__DESCRIPTION OF THE TASK__:
Pick up the forum thread below about buying makeup on eBay and continue it with further replies after its last post.

__EXTRACTED TEXT__:
::::

# Purchasing makeup from eBay



## IselinHB (Nov 6, 2012)

What do you think about purhasing makeup from eBay? Bad/good experiences? Sorry if I placed this wrong, I'm new here and feel kind of lost. I want to buy makeup from eBay because it's so cheap, but i'm afraid its gonna be broken or used, or that i dont get it at all.


----------



## sleepykat (Nov 6, 2012)

I am not sure about other brands, but I would recommend not buying MAC off of Ebay. It is mostly fake, and really hard to tell if it's not.


----------



## cosmia (Nov 6, 2012)

I've bought perfume samples in the past that were fine but I've read so many horror stories about knock off makeup that I wouldn't risk it. I think it really depends on the seller you're buying from and the description (is the photo a stock photo vs a real photo).

::::

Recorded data
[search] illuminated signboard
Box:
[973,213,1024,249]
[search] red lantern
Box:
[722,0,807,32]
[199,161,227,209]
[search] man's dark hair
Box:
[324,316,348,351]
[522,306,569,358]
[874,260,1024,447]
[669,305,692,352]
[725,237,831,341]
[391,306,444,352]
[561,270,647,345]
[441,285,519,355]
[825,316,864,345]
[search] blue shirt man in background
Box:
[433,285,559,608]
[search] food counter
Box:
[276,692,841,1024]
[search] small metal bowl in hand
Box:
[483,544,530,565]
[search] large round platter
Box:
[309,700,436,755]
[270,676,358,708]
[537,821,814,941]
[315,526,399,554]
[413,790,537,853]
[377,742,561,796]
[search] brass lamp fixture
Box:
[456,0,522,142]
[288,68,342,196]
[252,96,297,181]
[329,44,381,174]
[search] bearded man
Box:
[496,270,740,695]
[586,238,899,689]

::::

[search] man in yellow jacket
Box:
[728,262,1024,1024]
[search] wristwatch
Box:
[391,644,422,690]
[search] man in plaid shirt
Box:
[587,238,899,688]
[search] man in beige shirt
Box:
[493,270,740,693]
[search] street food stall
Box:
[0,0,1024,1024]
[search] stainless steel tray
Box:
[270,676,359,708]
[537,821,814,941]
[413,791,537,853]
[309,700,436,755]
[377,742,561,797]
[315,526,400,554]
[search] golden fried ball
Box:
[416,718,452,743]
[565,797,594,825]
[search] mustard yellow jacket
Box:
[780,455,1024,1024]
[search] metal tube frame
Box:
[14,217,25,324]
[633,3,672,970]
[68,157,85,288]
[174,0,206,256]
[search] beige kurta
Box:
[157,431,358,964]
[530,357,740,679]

::::

__SOLVED EXERCISE__:
----------



## americanclassic (Nov 8, 2012)

Avoid brand-name items that are sure to have tons of counterfeits, and always buy from sellers with like, 99% positive reviews.

I've only ever purchased one makeup item on ebay--it was a Smashbox eyeliner from an old holiday set I used up and wanted to buy more of. Product was authentic, in perfect condition, etc--but I doubt there are fake Smashbox items on ebay lol.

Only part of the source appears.